**TÂCHE À TRAITER**
Poursuivez l'article sur la tuberculose multirésistante en France, en reprenant juste après sa dernière phrase.

═══ PASSAGE À EXAMINER ═══

Progression de la tuberculose multirésistante en France

Du mythe à la réalité

Publié le 13/02/2014
Article réservé aux abonnés
1397554750495910_IMG_122252_HR.jpg

1397554750495910_IMG_122252_HR.jpg
Crédit photo : BSIP

La tuberculose multirésistante (MDR) est désormais très répandue dans plusieurs parties du monde. « La progression va de pair avec l’appauvrissement de certaines populations et l’effondrement des systèmes de santé, en particulier dans les pays de l’ex-URSS. Car si la tuberculose est clairement une maladie de la pauvreté, la tuberculose multirésistante est celle de l’extrême pauvreté » explique le Pr Éric Caumes (CHU Pitié Salpêtrière, Paris). Selon l’OMS, il y a eu, en 2012, autour de 450 000 nouveaux cas de tuberculose MDR, dont près de 10 % extrêmement résistante (XDR) (1). Et si 60 % des cas sont concentrés en Chine, en Inde et dans les pays de l’ex-URSS, les pays développés ne sont pas épargnés.

En France, le nombre de cas, resté relativement stable entre 2006 et 2010, progresse désormais. On est passé de 50 nouveaux cas par an à près de 100, en 2012. Une flambée étroitement liée à une augmentation des cas issus des pays de l’ex-URSS. « En France, les tuberculoses MDR représentent 5 à 10 % des tuberculoses. En 2012, plus de la moitié était liée à des personnes nées en ex-URSS (2). En revanche, les formes extrêmement résistantes, XDR, sont rares et actuellement toutes importées », résume le Pr Caumes.

Repérage des MDR et XDR

« La prise en charge repose sur un trépied : [1] repérer les malades, [2] les isoler et [3] les traiter en fonction des données de résistance bactérienne », souligne le Pr Caumes. Les BK MDR sont en effet la conséquence d’une mauvaise utilisation des traitements et/ou d’une mauvaise adhésion à celui-ci. Et les MDR mal traités font eux-mêmes le lit des XDR.

Le repérage des BK MDR est donc primordial. Or, les formes résistantes touchent surtout les sujets prétraités, 10 fois plus à risque. « Il faut donc systématiquement rechercher les antécédents de tuberculose et évoquer une résistance lors d’une rechute », insiste-t-il.

═══ EXTRAIT DE DONNÉES ═══

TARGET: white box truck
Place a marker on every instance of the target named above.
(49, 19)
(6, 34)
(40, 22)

═══

**RÉSULTAT OBTENU**
Génotypage des résistances

« Le diagnostic repose toujours sur une radiographie du thorax et l’isolement du BK (crachats, tubages). Mais la biologie moléculaire permet aujourd’hui de court-circuiter l’étape de culture et d’avoir plus rapidement une bonne idée du profil de résistance de la souche par génotypage », explique le Pr Caumes. On connaît en effet assez bien les principales mutations. Et l’évaluation génotypique des résistances, bien que moins fiable que le phénotypage (culture/antibiogramme), permet de gagner quelques semaines. C’est pourquoi, « chez des sujets prétraités, ce génotypage doit être systématique et préalable à un traitement, à la carte, par un antituberculeux de seconde ou troisième ligne, souligne le Pr Caumes. Quand, chez le patient naïf, le phénotypage permettra au besoin d’aménager a posteriori le traitement de première ligne. »

Traitement à la carte

« Pour les BK multirésistants, le traitement doit être systématiquement orienté par le génotypage », résume le Pr Caumes. Le traitement à la carte a en effet fait ses preuves (3). «En pratique on utilise des antituberculeux de 2e ligne (BK MDR), ou de 3e ligne (BK XDR), mais aussi parfois des antituberculeux de 1re ou 2e ligne, non utilisés initialement en raison de leur toxicité (médicaments anciens, restés efficaces mais mal tolérés). On y ajoute, au besoin, une chirurgie d’exérèse des grosses cavernes », indique-t-il. Cette stratégie d’optimisation des traitements a permis jusqu’ici de limiter à 5 % la mortalité des tuberculoses XDR en France (contre 30-70 % dans les pays pauvres).

Entretien avec le Pr Éric Caumes

CHU La Pitié Salpêtrière, Paris.

(1) Global tuberculosis report 2013. WHO.

(2) Bernard C et al. A surge of MDR and XDR tuberculosis in France among patients born in the Former Soviet Union. Euro Surveill. 2013;18(33):pii=20555.

(3) Anderson LF et al. Treatment outcome of multi-drug resistant tuberculosis in the United Kingdom : retrospective-prospective cohort study from 2004 to 2007. Euro Surveill. 2013; 18(40):pii=20601.